BRONFRAGMENT =
○ ○ ○ ○ ○

Aldus vastgesteld door mr. J.M. Willems, voorzitter, en mr. A.J.C. de Moor-van Vugt en mr. J.F. de Groot, leden, in tegenwoordigheid van mr. J.S. de Jong, griffier.
w.g. Willems
voorzitter
w.g. De Jong
griffier
Uitgesproken in het openbaar op 26 maart 2025
1014
BIJLAGE
Algemene wet bestuursrecht
Artikel 7:10
1. Het bestuursorgaan beslist binnen zes weken of - indien een commissie als bedoeld in artikel 7:13 is ingesteld - binnen twaalf weken, gerekend vanaf de dag na die waarop de termijn voor het indienen van het bezwaarschrift is verstreken.
2. De termijn wordt opgeschort gerekend vanaf de dag na die waarop de indiener is verzocht een verzuim als bedoeld in artikel 6:6 te herstellen, tot de dag waarop het verzuim is hersteld of de daarvoor gestelde termijn ongebruikt is verstreken.
3. Het bestuursorgaan kan de beslissing voor ten hoogste zes weken verdagen.
[…]
Artikel 8:55d
1. Indien het beroep gegrond is en nog geen besluit is bekendgemaakt, bepaalt de bestuursrechter dat het bestuursorgaan binnen twee weken na de dag waarop de uitspraak wordt verzonden alsnog een besluit bekendmaakt.

○ ○ ○ ○ ○

(Items uit de dataset)
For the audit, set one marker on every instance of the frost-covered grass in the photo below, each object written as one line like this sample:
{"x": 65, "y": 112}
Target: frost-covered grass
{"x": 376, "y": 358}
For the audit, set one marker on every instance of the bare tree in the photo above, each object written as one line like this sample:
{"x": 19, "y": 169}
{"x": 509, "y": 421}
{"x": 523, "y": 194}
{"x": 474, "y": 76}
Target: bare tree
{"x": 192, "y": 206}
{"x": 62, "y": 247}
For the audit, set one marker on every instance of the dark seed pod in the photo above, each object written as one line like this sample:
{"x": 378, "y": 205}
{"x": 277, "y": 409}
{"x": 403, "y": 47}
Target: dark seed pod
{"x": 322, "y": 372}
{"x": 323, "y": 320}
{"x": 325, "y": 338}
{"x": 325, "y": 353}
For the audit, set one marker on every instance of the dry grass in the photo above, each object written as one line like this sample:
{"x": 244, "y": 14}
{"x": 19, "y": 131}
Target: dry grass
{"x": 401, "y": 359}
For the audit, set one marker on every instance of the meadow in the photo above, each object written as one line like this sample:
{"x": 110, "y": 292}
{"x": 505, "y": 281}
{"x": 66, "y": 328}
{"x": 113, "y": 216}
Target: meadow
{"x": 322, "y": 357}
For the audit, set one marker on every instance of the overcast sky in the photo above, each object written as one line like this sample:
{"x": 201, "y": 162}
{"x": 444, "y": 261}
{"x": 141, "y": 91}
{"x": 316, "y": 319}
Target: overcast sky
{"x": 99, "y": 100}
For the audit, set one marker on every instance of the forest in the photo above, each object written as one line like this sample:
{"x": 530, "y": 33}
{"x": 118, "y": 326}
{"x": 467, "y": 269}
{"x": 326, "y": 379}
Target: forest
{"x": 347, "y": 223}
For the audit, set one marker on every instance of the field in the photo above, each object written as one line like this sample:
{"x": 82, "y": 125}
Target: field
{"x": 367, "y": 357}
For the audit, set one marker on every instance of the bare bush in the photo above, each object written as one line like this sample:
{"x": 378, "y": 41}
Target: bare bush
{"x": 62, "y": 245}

○ ○ ○ ○ ○

OPDRACHT = Neem het volledige bronfragment woordelijk over.

UITVOER OPDRACHT =
Aldus vastgesteld door mr. J.M. Willems, voorzitter, en mr. A.J.C. de Moor-van Vugt en mr. J.F. de Groot, leden, in tegenwoordigheid van mr. J.S. de Jong, griffier.
w.g. Willems
voorzitter
w.g. De Jong
griffier
Uitgesproken in het openbaar op 26 maart 2025
1014
BIJLAGE
Algemene wet bestuursrecht
Artikel 7:10
1. Het bestuursorgaan beslist binnen zes weken of - indien een commissie als bedoeld in artikel 7:13 is ingesteld - binnen twaalf weken, gerekend vanaf de dag na die waarop de termijn voor het indienen van het bezwaarschrift is verstreken.
2. De termijn wordt opgeschort gerekend vanaf de dag na die waarop de indiener is verzocht een verzuim als bedoeld in artikel 6:6 te herstellen, tot de dag waarop het verzuim is hersteld of de daarvoor gestelde termijn ongebruikt is verstreken.
3. Het bestuursorgaan kan de beslissing voor ten hoogste zes weken verdagen.
[…]
Artikel 8:55d
1. Indien het beroep gegrond is en nog geen besluit is bekendgemaakt, bepaalt de bestuursrechter dat het bestuursorgaan binnen twee weken na de dag waarop de uitspraak wordt verzonden alsnog een besluit bekendmaakt.